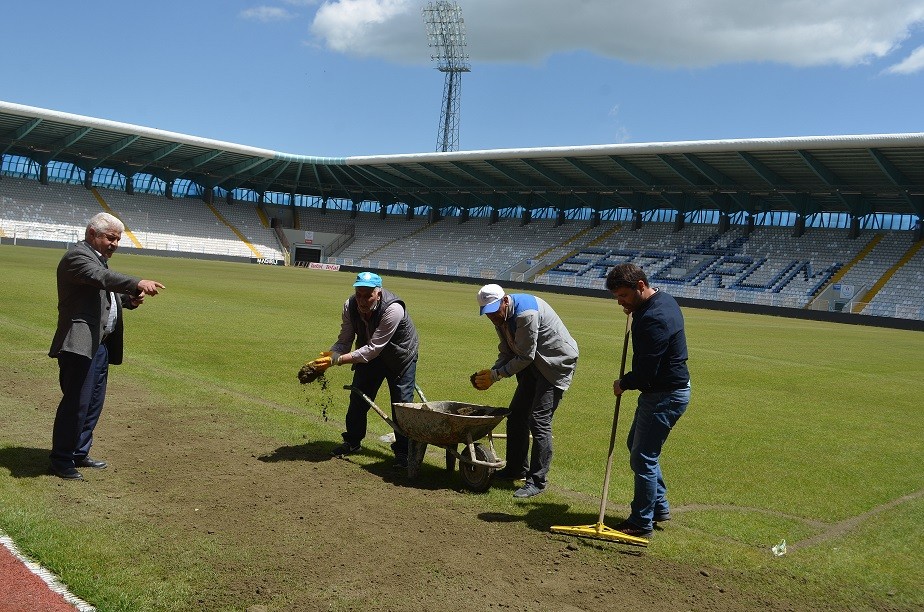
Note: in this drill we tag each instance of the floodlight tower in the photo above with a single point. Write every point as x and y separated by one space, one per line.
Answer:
446 34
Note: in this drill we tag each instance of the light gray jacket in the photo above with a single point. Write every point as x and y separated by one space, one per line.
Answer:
538 336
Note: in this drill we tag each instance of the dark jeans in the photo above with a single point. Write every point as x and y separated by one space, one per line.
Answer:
368 377
531 410
656 415
83 383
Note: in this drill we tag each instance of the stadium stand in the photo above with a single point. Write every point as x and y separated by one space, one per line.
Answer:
766 266
59 212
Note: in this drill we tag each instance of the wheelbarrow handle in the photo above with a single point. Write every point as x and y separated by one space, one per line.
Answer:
372 405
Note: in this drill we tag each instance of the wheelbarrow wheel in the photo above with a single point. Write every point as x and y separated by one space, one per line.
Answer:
477 477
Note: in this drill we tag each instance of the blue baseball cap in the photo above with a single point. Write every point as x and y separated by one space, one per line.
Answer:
368 279
489 298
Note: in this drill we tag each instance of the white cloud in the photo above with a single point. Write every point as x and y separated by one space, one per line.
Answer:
266 14
392 29
911 64
655 32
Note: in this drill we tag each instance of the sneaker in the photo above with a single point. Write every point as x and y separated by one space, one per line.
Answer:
633 530
344 449
527 490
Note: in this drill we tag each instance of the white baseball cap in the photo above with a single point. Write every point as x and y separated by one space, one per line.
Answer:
489 298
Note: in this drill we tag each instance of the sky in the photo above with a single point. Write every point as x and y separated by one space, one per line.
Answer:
338 78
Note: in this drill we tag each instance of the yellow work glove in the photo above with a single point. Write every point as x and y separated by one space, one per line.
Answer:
482 380
320 364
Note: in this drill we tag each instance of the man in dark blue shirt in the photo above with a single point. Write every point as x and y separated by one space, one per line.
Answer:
659 372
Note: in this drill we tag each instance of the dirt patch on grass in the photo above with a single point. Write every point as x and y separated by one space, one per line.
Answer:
287 527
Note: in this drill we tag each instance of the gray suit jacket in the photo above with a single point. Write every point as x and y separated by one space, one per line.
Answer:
84 283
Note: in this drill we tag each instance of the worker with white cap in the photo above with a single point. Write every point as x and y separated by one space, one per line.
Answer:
536 347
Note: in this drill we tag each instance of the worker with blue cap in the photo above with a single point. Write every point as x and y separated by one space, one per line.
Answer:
385 349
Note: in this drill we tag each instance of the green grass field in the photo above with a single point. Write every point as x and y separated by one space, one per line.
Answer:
798 430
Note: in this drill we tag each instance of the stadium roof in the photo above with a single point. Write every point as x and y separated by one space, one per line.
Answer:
860 175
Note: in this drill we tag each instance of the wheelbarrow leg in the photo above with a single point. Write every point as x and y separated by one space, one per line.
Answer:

====

Aim of the task
Each record above must be returned exactly as written, with its pictures omitted.

Solution for this problem
Note: in this drill we tag each instance of the floodlight tower in the photo above with a single point. Write every point as x and y separated by one space, one per line.
Answer:
446 34
Note: in this drill we tag each instance of the light gray jacket in the photo above with a single point. Write every point as x and y separated by one space, one per line.
Answer:
538 336
Note: in this drill we tag each instance of the dark jeans in the photo above with a single point. Write every point as x and y separated by one space, one per line.
Answer:
368 377
531 410
656 415
83 383
Note: in this drill we tag each instance of the stadium stand in the photo above with a single point. Write every point as x and y separated by one space, one per line.
Answer:
766 266
59 212
Note: in this drill we tag each instance of the wheelbarrow handle in the photo above with a single point. Write every point as x and y separated by one space, one per line.
Answer:
372 405
Note: in this drill we tag each instance of the wheelbarrow wheel in the photo above with a single point. Write every point as x and y separated by one space, one per line.
Answer:
477 477
Note: in this drill we tag each instance of the blue baseball cap in the photo above with a single point. Write every point as x and y separated by one space, one per line.
Answer:
368 279
489 298
Note: in this drill we tag each instance of the white cloud in the photo above with a single point. Write every point as x and y separated by one space, one per line.
Answer:
266 14
392 29
911 64
655 32
Note: in this drill we tag each instance of the sneaker in the photo above with a single point. Write every point as x and y separated by one space, one per line.
Answer:
633 530
344 449
527 490
Note: in this drill we tag each instance of the white baseball cap in the photo above with a single point. Write every point as x and y separated by one space, one per line.
Answer:
489 298
Note: in this drill we tag each instance of the sky in the photo above with a single point. Write every point as x and y separated by one space, one per line.
Answer:
338 78
Note: in this drill we tag each instance of the yellow work glove in the photo above with a single point. Write every point as x and y separated by one space, one per line.
Answer:
482 380
320 364
Note: in this drill we tag each instance of the man in dark blue shirt in the photo above with a single point. Write every point as x and y separated by one space, one per line.
Answer:
659 372
Note: in this drill we tag each instance of the dirt patch on grass in the photo above with a single point. Write every point as x and y separated by one space, one per line.
Answer:
287 527
Note: in this drill we tag each instance of the gray suit jacket in the photo above with a single point. Write every point as x and y separated by one space, one per line.
Answer:
84 283
Note: in this drill we tag each instance of the worker with white cap in the photo above with a single point. Write every point as x and y separated by one space, one per line.
Answer:
536 347
Note: in this drill we tag each instance of the worker with blue cap in the photo above with a single point. Write every point as x and y separated by one space, one per line.
Answer:
385 349
Note: in this drill we tag each instance of the green grass field in the photo above with a single point. Write every point as x and y separated by one space, one per line.
Answer:
798 430
Note: in this drill we tag each instance of the stadium roof in the photo above with a single point. Write every point as x and y separated by one space, one per line.
Answer:
860 175
Note: in this drill we tag each instance of the wheelbarrow leg in the photo above with a single point. Write every point as x and y separated by one space, one per line.
Answer:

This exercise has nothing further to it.